» WRITTEN EXERCISE
Rewrite the lines from the one containing "locate cloudy sky" through the last line, keeping the requests, and multiply each coordinate in the answers by 0.5, rounding to whole numbers with halves rounded up. Give only those lines, and leave out the pictures.

□ □ □ □

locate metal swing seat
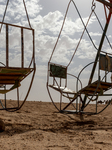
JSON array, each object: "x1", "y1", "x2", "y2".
[
  {"x1": 47, "y1": 0, "x2": 112, "y2": 115},
  {"x1": 0, "y1": 0, "x2": 36, "y2": 112}
]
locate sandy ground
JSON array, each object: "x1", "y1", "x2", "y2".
[{"x1": 0, "y1": 101, "x2": 112, "y2": 150}]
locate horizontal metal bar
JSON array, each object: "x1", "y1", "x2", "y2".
[{"x1": 0, "y1": 22, "x2": 34, "y2": 30}]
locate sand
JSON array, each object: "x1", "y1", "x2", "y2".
[{"x1": 0, "y1": 101, "x2": 112, "y2": 150}]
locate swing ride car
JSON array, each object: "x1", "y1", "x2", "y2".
[
  {"x1": 0, "y1": 0, "x2": 36, "y2": 112},
  {"x1": 46, "y1": 0, "x2": 112, "y2": 115}
]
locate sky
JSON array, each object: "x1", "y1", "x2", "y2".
[{"x1": 0, "y1": 0, "x2": 112, "y2": 101}]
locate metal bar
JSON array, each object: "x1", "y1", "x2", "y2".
[
  {"x1": 6, "y1": 25, "x2": 9, "y2": 67},
  {"x1": 21, "y1": 28, "x2": 24, "y2": 68},
  {"x1": 0, "y1": 22, "x2": 33, "y2": 30},
  {"x1": 81, "y1": 10, "x2": 111, "y2": 111},
  {"x1": 17, "y1": 87, "x2": 19, "y2": 108},
  {"x1": 96, "y1": 0, "x2": 112, "y2": 8}
]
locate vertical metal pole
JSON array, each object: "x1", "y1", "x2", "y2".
[
  {"x1": 6, "y1": 25, "x2": 9, "y2": 67},
  {"x1": 17, "y1": 87, "x2": 19, "y2": 108},
  {"x1": 21, "y1": 28, "x2": 24, "y2": 68},
  {"x1": 4, "y1": 85, "x2": 7, "y2": 109},
  {"x1": 81, "y1": 10, "x2": 112, "y2": 110}
]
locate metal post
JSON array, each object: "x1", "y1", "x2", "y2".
[
  {"x1": 6, "y1": 25, "x2": 9, "y2": 67},
  {"x1": 81, "y1": 7, "x2": 112, "y2": 111},
  {"x1": 21, "y1": 28, "x2": 24, "y2": 68}
]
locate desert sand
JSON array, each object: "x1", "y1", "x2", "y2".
[{"x1": 0, "y1": 101, "x2": 112, "y2": 150}]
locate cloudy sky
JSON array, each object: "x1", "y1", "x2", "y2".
[{"x1": 0, "y1": 0, "x2": 112, "y2": 101}]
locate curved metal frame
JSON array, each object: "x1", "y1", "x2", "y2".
[{"x1": 0, "y1": 0, "x2": 36, "y2": 112}]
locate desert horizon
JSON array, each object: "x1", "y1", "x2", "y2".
[{"x1": 0, "y1": 101, "x2": 112, "y2": 150}]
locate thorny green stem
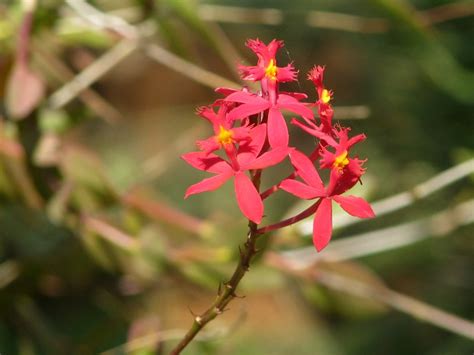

□ □ □ □

» WORKED SOLUTION
locate cloudy sky
JSON array, each object: "x1", "y1", "x2", "y2".
[{"x1": 0, "y1": 0, "x2": 56, "y2": 51}]
locate curved metal frame
JSON array, each object: "x1", "y1", "x2", "y2".
[{"x1": 0, "y1": 0, "x2": 18, "y2": 56}]
locate desert horizon
JSON array, each object: "x1", "y1", "x2", "y2".
[{"x1": 0, "y1": 51, "x2": 56, "y2": 75}]
locate thorny green stem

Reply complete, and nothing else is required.